Set problem: Reproduce the part of the items that opens with the line containing "Regarding the medical scan above, where is the wooden" and closes with the end of the items, requests included, offsetting every pixel coordinate in the answers by -97. Leave all numbers in the requests and their format samples unchanged.

Task inputs:

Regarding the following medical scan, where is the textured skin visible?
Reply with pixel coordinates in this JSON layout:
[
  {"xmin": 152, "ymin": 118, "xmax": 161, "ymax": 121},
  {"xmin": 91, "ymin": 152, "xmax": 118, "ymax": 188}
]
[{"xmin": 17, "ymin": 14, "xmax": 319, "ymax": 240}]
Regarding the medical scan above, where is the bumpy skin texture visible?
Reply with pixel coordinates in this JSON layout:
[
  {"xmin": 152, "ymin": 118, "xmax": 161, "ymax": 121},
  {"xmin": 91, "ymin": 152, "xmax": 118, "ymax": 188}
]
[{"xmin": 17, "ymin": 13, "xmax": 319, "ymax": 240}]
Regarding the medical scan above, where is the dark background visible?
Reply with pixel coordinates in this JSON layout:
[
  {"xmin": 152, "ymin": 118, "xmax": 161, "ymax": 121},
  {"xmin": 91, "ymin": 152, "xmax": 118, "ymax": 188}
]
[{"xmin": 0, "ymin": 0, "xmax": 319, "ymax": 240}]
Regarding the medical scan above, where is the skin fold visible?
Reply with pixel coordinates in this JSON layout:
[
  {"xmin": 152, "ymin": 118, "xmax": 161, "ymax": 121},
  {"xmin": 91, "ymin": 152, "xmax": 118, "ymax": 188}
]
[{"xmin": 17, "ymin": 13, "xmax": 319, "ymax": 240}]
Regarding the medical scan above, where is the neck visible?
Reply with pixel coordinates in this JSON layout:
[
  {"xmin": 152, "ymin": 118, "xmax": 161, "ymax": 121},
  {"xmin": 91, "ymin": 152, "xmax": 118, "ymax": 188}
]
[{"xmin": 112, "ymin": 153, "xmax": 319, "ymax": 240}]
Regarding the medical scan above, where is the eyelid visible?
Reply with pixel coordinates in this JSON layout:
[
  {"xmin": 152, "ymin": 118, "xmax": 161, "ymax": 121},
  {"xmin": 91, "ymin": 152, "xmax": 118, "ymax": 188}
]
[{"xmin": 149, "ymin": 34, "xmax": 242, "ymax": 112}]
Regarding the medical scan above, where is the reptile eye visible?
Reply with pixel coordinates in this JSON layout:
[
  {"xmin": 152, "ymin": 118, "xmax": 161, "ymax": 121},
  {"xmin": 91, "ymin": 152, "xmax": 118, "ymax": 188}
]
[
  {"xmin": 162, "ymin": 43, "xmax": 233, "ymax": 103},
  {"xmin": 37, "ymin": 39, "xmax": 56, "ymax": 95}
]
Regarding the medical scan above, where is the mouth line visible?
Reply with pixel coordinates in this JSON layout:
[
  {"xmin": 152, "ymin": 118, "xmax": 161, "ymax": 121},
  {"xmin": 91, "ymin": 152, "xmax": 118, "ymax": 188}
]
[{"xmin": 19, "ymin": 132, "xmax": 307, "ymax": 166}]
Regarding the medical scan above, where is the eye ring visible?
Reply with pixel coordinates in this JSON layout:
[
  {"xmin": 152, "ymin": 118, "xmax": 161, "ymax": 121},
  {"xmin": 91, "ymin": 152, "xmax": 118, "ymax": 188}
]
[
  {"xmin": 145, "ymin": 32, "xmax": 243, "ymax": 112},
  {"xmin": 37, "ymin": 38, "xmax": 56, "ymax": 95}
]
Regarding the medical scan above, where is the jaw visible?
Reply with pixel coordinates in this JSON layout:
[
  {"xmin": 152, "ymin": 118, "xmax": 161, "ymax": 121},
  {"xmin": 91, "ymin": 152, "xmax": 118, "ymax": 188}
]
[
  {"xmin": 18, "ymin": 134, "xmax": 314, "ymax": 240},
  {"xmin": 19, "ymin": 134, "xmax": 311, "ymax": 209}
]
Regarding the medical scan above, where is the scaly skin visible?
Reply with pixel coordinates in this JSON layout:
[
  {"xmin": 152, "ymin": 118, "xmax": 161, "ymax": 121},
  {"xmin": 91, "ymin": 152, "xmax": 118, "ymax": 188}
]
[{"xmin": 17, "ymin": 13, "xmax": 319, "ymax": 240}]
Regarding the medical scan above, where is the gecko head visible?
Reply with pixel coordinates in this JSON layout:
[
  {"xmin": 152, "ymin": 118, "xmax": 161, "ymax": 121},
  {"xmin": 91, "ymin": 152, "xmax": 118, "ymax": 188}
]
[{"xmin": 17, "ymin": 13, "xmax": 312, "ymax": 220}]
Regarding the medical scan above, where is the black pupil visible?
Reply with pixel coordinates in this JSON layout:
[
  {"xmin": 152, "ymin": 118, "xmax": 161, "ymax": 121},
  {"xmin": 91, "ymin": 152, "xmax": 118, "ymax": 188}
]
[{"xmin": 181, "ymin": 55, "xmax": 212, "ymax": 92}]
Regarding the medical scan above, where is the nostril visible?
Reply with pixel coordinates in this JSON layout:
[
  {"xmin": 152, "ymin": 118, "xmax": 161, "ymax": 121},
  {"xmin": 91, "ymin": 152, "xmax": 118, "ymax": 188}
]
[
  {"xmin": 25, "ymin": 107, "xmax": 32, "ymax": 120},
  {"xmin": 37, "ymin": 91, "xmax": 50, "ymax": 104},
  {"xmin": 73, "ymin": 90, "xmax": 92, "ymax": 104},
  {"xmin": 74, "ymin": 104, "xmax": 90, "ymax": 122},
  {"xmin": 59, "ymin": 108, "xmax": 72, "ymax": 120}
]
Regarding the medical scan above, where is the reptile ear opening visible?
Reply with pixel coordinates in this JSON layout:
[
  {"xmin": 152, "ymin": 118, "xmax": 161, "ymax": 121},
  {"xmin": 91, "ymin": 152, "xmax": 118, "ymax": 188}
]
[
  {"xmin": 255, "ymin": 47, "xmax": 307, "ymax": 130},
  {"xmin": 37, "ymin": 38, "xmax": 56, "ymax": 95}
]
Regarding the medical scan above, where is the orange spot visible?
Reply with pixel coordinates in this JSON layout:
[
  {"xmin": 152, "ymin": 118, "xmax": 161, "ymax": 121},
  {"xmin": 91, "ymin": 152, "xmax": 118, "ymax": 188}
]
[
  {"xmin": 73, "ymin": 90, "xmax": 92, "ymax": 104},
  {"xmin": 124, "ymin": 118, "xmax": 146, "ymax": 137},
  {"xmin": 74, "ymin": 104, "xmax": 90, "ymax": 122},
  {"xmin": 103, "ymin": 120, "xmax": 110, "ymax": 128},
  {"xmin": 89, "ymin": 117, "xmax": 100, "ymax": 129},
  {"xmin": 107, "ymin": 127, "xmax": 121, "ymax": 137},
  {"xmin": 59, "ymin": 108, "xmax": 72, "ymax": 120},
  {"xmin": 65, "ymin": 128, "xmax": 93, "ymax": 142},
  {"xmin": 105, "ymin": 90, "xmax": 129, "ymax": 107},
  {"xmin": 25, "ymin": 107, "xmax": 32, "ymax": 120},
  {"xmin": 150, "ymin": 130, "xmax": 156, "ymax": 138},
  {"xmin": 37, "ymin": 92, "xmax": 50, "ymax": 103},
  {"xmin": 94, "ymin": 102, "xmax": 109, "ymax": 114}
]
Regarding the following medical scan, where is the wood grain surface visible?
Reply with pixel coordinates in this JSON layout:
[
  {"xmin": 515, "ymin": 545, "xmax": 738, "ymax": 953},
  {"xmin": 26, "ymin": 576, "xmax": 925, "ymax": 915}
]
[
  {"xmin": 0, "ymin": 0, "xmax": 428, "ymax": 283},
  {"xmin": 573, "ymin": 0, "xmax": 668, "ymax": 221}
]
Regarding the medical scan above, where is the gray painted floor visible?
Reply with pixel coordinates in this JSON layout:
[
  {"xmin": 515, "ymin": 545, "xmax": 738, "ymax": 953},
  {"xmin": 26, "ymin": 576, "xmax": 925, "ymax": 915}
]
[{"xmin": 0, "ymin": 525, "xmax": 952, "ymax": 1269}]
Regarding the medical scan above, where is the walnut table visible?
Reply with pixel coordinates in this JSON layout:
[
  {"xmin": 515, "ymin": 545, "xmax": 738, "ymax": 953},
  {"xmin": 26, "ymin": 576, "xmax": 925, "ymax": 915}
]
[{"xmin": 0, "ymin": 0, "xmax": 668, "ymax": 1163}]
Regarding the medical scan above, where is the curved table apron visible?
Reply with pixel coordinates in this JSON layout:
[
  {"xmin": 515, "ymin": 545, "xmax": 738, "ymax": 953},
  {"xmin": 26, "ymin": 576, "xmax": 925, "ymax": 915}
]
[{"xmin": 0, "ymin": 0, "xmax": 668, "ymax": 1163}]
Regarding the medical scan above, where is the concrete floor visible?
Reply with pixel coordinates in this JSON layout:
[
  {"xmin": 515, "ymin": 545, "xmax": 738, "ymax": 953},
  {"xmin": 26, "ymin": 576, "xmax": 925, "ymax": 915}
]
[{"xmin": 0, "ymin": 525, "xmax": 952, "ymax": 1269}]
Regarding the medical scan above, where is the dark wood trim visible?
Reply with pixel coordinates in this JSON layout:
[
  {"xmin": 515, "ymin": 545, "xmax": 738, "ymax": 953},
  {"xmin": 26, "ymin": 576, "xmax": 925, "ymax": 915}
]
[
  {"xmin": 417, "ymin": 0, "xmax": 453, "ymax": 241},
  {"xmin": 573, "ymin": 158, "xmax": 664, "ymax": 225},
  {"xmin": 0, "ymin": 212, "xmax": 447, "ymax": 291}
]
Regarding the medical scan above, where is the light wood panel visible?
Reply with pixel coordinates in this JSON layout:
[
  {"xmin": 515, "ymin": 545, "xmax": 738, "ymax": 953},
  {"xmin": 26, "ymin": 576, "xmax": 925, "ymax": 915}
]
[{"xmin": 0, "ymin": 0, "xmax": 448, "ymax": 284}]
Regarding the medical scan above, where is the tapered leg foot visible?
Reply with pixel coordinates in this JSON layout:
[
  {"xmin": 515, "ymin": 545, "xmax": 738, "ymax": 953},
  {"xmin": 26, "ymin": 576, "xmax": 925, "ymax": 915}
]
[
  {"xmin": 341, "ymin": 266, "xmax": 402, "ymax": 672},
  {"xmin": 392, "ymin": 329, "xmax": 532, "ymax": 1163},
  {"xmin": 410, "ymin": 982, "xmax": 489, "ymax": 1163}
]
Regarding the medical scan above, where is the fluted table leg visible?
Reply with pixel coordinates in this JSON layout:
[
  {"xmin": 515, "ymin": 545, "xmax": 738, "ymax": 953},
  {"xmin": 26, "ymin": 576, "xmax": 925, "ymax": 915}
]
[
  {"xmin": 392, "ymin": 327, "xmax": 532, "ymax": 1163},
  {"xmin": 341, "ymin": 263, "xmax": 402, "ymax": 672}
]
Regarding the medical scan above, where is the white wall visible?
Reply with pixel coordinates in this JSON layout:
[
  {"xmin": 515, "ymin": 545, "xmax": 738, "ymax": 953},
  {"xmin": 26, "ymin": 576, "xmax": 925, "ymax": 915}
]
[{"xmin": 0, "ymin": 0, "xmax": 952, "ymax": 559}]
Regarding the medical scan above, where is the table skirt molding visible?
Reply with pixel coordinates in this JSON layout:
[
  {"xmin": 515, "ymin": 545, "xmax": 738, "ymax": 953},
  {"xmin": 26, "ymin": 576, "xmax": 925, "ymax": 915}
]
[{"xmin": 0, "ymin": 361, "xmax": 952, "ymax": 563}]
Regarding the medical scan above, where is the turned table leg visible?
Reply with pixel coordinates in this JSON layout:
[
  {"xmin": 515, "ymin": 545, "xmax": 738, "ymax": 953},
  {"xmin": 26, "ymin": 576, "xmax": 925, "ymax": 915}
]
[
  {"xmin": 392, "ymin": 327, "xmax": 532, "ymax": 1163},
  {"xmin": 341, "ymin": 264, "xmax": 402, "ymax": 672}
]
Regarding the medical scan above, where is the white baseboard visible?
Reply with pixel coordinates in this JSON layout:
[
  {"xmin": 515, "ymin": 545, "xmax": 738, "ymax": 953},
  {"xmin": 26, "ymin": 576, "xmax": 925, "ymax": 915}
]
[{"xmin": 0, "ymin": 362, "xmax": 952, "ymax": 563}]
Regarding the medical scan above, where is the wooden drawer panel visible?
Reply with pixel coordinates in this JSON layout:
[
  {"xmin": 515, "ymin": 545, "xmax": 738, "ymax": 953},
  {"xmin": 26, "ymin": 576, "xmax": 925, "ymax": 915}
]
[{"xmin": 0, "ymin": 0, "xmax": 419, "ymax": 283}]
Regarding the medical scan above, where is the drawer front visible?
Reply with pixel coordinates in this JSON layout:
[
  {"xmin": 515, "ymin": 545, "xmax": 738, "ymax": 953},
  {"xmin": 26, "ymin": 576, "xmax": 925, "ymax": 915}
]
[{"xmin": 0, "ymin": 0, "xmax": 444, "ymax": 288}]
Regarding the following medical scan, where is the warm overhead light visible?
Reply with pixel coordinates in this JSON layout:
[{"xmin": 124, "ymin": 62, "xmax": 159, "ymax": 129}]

Output of the exercise:
Regarding the medical scan above, where is the wooden drawer panel visible?
Reply with pixel coordinates in this JSON layout:
[
  {"xmin": 515, "ymin": 545, "xmax": 738, "ymax": 953},
  {"xmin": 26, "ymin": 576, "xmax": 925, "ymax": 915}
]
[{"xmin": -97, "ymin": -97, "xmax": 322, "ymax": 186}]
Regarding the medical scan above, where is the drawer front visible?
Reply with pixel coordinates in this JSON layout:
[
  {"xmin": 515, "ymin": 545, "xmax": 738, "ymax": 953},
  {"xmin": 26, "ymin": 576, "xmax": 925, "ymax": 915}
]
[{"xmin": -97, "ymin": -97, "xmax": 347, "ymax": 191}]
Regarding the following medical scan, where is the warm overhead light visible?
Reply with pixel coordinates in this JSON layout:
[{"xmin": 124, "ymin": 62, "xmax": 159, "ymax": 129}]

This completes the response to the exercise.